— BEGIN Given entries —
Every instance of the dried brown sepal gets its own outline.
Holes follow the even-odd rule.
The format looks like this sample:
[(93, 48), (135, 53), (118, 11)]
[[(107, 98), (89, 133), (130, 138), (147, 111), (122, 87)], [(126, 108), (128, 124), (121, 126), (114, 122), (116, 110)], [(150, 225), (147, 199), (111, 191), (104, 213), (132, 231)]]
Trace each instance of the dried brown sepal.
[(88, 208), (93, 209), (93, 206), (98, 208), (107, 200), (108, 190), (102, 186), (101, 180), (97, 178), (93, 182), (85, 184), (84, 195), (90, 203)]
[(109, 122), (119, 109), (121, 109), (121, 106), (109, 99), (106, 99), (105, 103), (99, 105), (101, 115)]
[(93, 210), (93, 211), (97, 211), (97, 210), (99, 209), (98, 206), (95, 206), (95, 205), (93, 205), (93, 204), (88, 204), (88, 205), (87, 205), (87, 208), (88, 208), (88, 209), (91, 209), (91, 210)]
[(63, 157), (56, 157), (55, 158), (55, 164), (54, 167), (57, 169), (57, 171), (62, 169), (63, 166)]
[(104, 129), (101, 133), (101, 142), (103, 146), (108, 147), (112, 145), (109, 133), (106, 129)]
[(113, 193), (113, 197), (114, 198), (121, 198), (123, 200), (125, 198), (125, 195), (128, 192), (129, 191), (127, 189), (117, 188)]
— END Given entries —
Do this -> Rename "dried brown sepal" to "withered sepal" throughout the material, leaving everything else unchanged.

Final answer ->
Every instance of the withered sepal gets its own outline.
Holes follow the even-odd rule.
The format looks like this sample:
[(93, 48), (135, 53), (118, 11)]
[[(107, 98), (89, 133), (130, 138), (147, 111), (122, 87)], [(126, 108), (128, 124), (121, 126), (114, 122), (116, 110)], [(150, 225), (147, 199), (111, 191), (104, 213), (132, 231)]]
Trace each instance of the withered sepal.
[(88, 208), (93, 209), (93, 206), (98, 208), (107, 200), (108, 190), (102, 186), (101, 180), (97, 178), (93, 182), (85, 184), (84, 195), (90, 203)]
[(109, 122), (119, 109), (121, 109), (121, 106), (109, 99), (106, 99), (105, 103), (99, 105), (101, 115)]
[(93, 210), (93, 211), (97, 211), (97, 210), (99, 209), (98, 206), (95, 206), (95, 205), (93, 205), (93, 204), (88, 204), (88, 205), (87, 205), (87, 208), (88, 208), (88, 209), (91, 209), (91, 210)]
[(63, 157), (56, 157), (55, 158), (55, 164), (54, 167), (57, 169), (57, 171), (62, 169), (63, 166)]
[(104, 129), (101, 133), (101, 142), (103, 146), (108, 147), (112, 145), (109, 133), (106, 129)]
[(113, 193), (113, 197), (114, 198), (121, 198), (123, 200), (125, 198), (125, 195), (128, 192), (129, 191), (127, 189), (117, 188)]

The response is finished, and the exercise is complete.